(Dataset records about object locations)

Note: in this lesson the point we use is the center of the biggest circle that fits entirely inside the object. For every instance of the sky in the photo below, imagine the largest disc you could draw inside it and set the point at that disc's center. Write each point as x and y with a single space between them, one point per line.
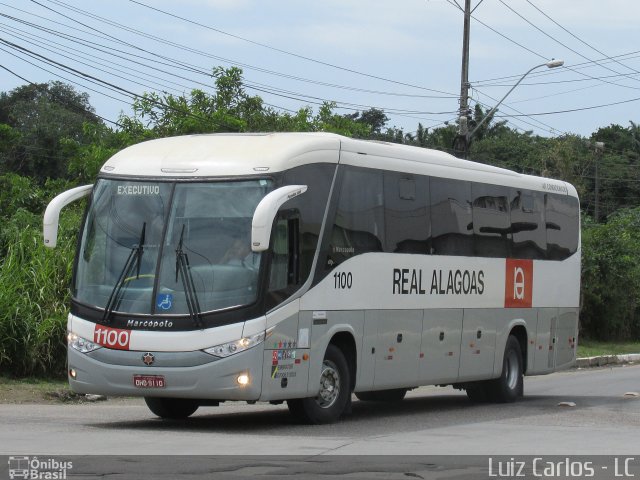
401 57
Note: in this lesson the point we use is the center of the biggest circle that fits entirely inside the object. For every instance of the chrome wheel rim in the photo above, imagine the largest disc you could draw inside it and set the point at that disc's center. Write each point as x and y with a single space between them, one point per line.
329 385
513 370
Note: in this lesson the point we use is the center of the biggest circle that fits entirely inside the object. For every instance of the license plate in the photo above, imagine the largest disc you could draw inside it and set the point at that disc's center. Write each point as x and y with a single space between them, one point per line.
148 381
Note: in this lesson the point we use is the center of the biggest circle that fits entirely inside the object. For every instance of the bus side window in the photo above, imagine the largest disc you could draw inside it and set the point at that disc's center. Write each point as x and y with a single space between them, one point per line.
359 223
491 222
406 213
451 217
562 221
284 277
529 237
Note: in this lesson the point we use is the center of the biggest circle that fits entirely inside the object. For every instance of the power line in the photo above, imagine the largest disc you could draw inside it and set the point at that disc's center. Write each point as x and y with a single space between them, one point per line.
592 107
567 47
251 85
112 86
581 40
285 52
83 109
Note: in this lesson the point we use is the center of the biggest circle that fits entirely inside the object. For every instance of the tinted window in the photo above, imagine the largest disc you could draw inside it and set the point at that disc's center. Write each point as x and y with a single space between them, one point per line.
491 223
451 219
562 221
529 236
406 213
311 208
359 221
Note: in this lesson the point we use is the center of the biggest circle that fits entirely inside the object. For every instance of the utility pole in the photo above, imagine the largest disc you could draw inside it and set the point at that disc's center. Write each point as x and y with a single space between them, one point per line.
599 149
462 140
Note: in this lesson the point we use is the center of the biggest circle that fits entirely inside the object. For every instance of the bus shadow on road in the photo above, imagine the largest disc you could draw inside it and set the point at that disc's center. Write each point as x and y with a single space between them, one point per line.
370 418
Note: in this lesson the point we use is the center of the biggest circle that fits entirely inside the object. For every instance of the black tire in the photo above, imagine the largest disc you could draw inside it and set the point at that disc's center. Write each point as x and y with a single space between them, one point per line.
173 408
509 386
334 394
392 395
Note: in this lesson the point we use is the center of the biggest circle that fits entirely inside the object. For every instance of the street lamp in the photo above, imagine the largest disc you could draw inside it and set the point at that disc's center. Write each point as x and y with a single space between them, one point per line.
549 64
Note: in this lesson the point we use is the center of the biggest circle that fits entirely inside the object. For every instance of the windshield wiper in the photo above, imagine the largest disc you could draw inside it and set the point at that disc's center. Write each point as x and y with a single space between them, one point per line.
184 270
134 259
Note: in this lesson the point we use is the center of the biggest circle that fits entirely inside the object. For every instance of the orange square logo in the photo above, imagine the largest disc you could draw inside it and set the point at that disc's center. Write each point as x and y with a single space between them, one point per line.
518 292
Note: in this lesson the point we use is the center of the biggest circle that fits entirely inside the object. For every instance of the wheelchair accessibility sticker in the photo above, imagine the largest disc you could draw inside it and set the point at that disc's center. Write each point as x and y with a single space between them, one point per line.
164 301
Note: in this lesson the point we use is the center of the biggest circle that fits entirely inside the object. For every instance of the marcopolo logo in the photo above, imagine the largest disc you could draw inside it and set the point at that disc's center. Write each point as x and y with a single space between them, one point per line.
518 291
35 468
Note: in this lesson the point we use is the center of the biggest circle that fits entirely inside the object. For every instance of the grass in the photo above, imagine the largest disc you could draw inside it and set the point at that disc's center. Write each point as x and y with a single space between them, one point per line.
594 348
34 390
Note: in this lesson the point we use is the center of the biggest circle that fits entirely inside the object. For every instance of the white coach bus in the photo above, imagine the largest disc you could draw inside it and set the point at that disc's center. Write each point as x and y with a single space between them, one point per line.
304 267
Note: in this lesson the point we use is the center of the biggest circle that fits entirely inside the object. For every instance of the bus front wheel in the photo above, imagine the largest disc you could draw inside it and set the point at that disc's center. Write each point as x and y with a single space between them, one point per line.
333 395
172 408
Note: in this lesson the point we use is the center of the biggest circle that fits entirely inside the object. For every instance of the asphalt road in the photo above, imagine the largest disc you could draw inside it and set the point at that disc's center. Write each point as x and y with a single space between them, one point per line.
430 421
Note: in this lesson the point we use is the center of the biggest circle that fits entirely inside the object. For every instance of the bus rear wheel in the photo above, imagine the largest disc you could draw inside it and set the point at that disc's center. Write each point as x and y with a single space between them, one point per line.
172 408
509 385
333 395
392 395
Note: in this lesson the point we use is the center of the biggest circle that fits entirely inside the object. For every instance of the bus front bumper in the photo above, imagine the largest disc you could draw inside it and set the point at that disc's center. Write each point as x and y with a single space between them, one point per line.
196 375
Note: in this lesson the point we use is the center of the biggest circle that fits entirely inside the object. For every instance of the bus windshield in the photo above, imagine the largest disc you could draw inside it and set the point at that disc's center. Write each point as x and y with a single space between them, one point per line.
155 247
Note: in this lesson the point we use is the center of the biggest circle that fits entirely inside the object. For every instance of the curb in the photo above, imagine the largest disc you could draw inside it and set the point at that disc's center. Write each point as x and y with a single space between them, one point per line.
603 360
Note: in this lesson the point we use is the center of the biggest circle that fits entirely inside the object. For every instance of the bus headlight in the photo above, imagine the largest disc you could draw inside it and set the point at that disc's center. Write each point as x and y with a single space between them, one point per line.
237 346
81 344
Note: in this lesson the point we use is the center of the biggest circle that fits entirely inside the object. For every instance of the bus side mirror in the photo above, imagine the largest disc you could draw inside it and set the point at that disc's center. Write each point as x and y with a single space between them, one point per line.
266 212
52 213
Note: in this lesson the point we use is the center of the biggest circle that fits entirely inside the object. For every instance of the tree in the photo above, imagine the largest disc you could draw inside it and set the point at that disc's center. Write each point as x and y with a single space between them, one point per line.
37 118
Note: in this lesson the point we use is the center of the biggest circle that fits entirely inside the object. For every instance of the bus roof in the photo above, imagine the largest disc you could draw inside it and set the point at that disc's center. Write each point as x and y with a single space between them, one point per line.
232 154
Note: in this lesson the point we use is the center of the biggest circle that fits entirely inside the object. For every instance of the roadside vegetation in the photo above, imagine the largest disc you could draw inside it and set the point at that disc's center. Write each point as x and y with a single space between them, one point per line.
51 140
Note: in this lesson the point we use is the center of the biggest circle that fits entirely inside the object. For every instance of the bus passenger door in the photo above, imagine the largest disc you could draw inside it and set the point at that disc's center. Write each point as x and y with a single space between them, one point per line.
397 348
478 346
440 351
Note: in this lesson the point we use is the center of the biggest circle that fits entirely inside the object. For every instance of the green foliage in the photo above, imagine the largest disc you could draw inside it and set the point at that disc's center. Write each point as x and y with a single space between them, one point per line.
40 117
34 295
611 277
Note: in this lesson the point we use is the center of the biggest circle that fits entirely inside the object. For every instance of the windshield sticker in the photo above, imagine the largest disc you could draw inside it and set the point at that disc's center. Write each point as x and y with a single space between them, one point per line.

**TASK DIRECTIONS:** Transcribe every entry word for word, but skip the pictures.

**RESPONSE:**
Note: in this lesson the point we use is the center of the biggest circle that fits entirely inside the object. For every instance of the sky in the photo below, imagine the largest disc you could draw inside it and set the point at that disc's center. Write each point as x and y with a single space between them, one point per line.
401 57
Note: in this lesson the point we use is the center of the biggest circle that fits entirely inside the object. For every instance of the chrome wheel rim in the photo above, imagine the largest disc you could draw inside it and set the point at that disc's center. Write each point as x and y with a single space between them, one point per line.
329 385
513 370
Note: in this lesson the point we use is the center of the biggest circle that fits entirely inside the object. For every instance of the license plate in the photo above, imagine the largest disc you could draw inside it and set the point at that disc's center. Write each point as x and y with a single space between them, one point per line.
148 381
Note: in this lesson the point we use is the center of the biggest circle that fits entirely inside the object. For every instance of the bus side window in the photo above, imagine the largest disc you could draw inside it and set the point at that disc's center. Write each point as x and y with a single space between them, one point per line.
359 223
491 222
406 213
451 217
562 221
284 277
529 237
Note: in this lesson the point we use is the center of the biggest circle that fits entirely inside the object. For every instance of the power line in the photo above, imagine the largest disc you could draw inside it and set the point at that disc's center. Write each point as x and y with a single space between them, one point per line.
592 107
567 47
251 85
112 86
581 40
285 52
83 109
Note: in this lesson the point we use is the center of the biggest circle that fits entirely inside the object. For every instance of the tinted window in the photo above, imagine the largest disc you could draw inside it and set the point at that disc's center. Write each point as x and y with a single space between them, one point per line.
491 223
451 219
562 221
529 236
406 213
311 208
359 221
Note: in this lesson the point we use is the center of the biggest circle that fits entirely inside the object. For every instance of the utility pole in the photo above, imagine the largest disc you could draw inside it and set the point at that disc's center. Write each point as x and y with a single space between them, one point per line.
599 149
462 140
Note: in this lesson the point we use is the center of the biggest circle that fits entirely inside the object. For every instance of the bus shadow on road in the photo above, imagine the largest disc you could draw inside it and set the point at that disc's center. Write each point as x and y with a single space between them, one point per line.
370 418
Note: in this lesson the point we use is the center of the biggest circle that fits entirely inside the object. For every instance of the black tire in the photo above, imagine the largest disc you could draw inside it and set the point at that disc's center. Write each point as x and y with a single space between them, one point per line.
173 408
509 386
334 394
392 395
Note: in this lesson the point we use is the center of the biggest circle that fits entirely inside the object. For every instance of the street lamp in the photo above, imagine the largest disc you could draw inside it and set the point at that disc's center. Write each point as x and y with a single space between them, one point per line.
549 64
Note: in this lesson the point we use is the center of the biggest circle that fits entirely inside the object. For every instance of the windshield wiper in the photo above, imagine the largest disc you could draw inside it and set the point at that disc's center. Write each point as x and y with a single space between them, one point per line.
184 270
134 259
Note: in this lesson the point we use is the center of the biggest circle that fits entirely inside the object. For every instance of the orange square logo in the photo above, imagine the largest disc you could draw inside it and set the point at that disc's center. Write each point as x and y with a single space between them, one point per line.
518 292
Note: in this lesson the point we use is the center of the biggest circle that fits entirely inside the object. For every instance of the wheelchair accessibility sticker in the photo above, imagine the largest disc you could draw inside it and set the point at that disc's center. Write each point as x and y with a single space between them, one point per line.
164 301
Note: in this lesson the point we use is the center of the biggest circle that fits entirely inside the object. For every instance of the marcopolo logo in the photo above, imagine the largest disc you could draw inside it and set the point at that disc's center. Write each point as x and y with a single space between them, one point per line.
518 291
35 468
Note: in this lesson the point we use is the center of the biggest circle that fits entirely inside the object. For every instance of the grass in the photo above, imagine the largest disc you could draw inside it and set the point at that disc's center. Write each point as x and y with a single space between them, one point per line.
594 348
34 390
Note: in this lesson the point we use is the center of the biggest circle that fits entirely inside the object. For every instance of the white coach bus in the photo above, imagine the largest disc you could draw inside it and set the point at that disc's center. Write each point as x and y with a single space between them, one point per line.
304 267
Note: in this lesson the point we use is the center of the biggest circle that fits entirely inside the object. For every instance of the bus front wheel in the photo above, imagine the largest disc you could draw inside it and set the point at that disc's center. Write each point as x and y with a single space between them, one point per line.
333 395
172 408
Note: in this lesson the point we use is the center of the biggest circle that fits entirely inside the object. For every instance of the asphalt road in the photo above, imagine the largest disc you could draw inside it and set the point at that disc's center. Write each point as x and y with a single space between them, one point per line.
430 421
Note: in this lesson the point we use is the center of the biggest circle that fits entirely inside the object. For every instance of the bus rear wheel in the photo above, imagine the largest disc you could draw inside it and set the point at that disc's center. Write each point as x and y with a single space between them, one point per line.
172 408
509 385
333 395
392 395
Note: in this lesson the point we use is the center of the biggest circle that fits entirely inside the object. For every instance of the bus front bumper in the photo above, imagine the largest disc you could draw inside it and set the point at that disc's center. Write each point as x and y with a single space between them, one point per line.
196 375
Note: in this lesson the point we use is the center of the biggest circle that fits entirely inside the object. For every instance of the bus windshield in the photo above, imagine the largest disc you could draw inside it and set the point at that disc's center. Write each point as x and y with a single space between them, one point per line.
155 247
Note: in this lesson the point we use is the center of the biggest circle that fits entirely inside the object. For every instance of the curb in the photo above, imagine the largest disc you could draw inside it and set the point at that disc's center. Write each point as x and y with a single space between them, one point per line.
603 360
Note: in this lesson the point we use is the center of the biggest circle that fits entirely inside the object. For every instance of the bus headlight in the photo above, imagine the largest disc you could draw inside it and set the point at that disc's center. Write each point as x and y with a single space between them, one point per line.
237 346
81 344
Note: in this lesson the point we use is the center of the biggest circle that fits entirely inside the object. For every instance of the bus side mirror in the photo above, imagine the largest disc you could draw inside it and set the point at that disc's center. Write each point as x and y with a single space between them, one point per line.
266 212
52 213
Note: in this lesson the point we use is the center of the biggest circle that fits entirely inside the object. For every instance of the tree in the photo above, imagine the largest disc you could draw inside it and set the point at that disc's center. Write each point as x and y with a single space between them, one point per line.
37 118
Note: in this lesson the point we use is the center of the biggest circle that fits entirely inside the object. For every instance of the bus roof in the photo above, imagine the largest disc you could draw inside it and set the point at that disc's center. Write each point as x and y with a single space between them, one point per line.
232 154
Note: in this lesson the point we use is the center of the biggest circle that fits entirely inside the object. For every instance of the roadside vegetation in the photo above, imagine the largest disc you could draw inside it and set the point at that disc's center. Write each point as x and y with a single space between them, one point per line.
51 140
Note: in this lesson the point we use is the center of the biggest circle that fits entirely inside the object. For every instance of the bus passenger door in the photo above, imagine the largest disc you could draw inside it and set the point at that disc's center. Write each point as x and y with a single space between them, one point per line.
397 348
478 346
440 351
Note: in this lesson the point we use is the center of the biggest circle that fits entirely inside the object. For every instance of the green foliage in the photo above, imagine the largest disc you could draw inside it and set the point at that disc's center. Write each point as x and y with a single space between them, one point per line.
40 117
34 295
611 277
Note: in this lesson the point we use is the center of the biggest circle that fits entirely inside the object. For every instance of the windshield sticker in the photo above, imagine the largest disc you could draw inside it and set the point at that disc's center. Write each point as x and y with a single space between them, one point per line.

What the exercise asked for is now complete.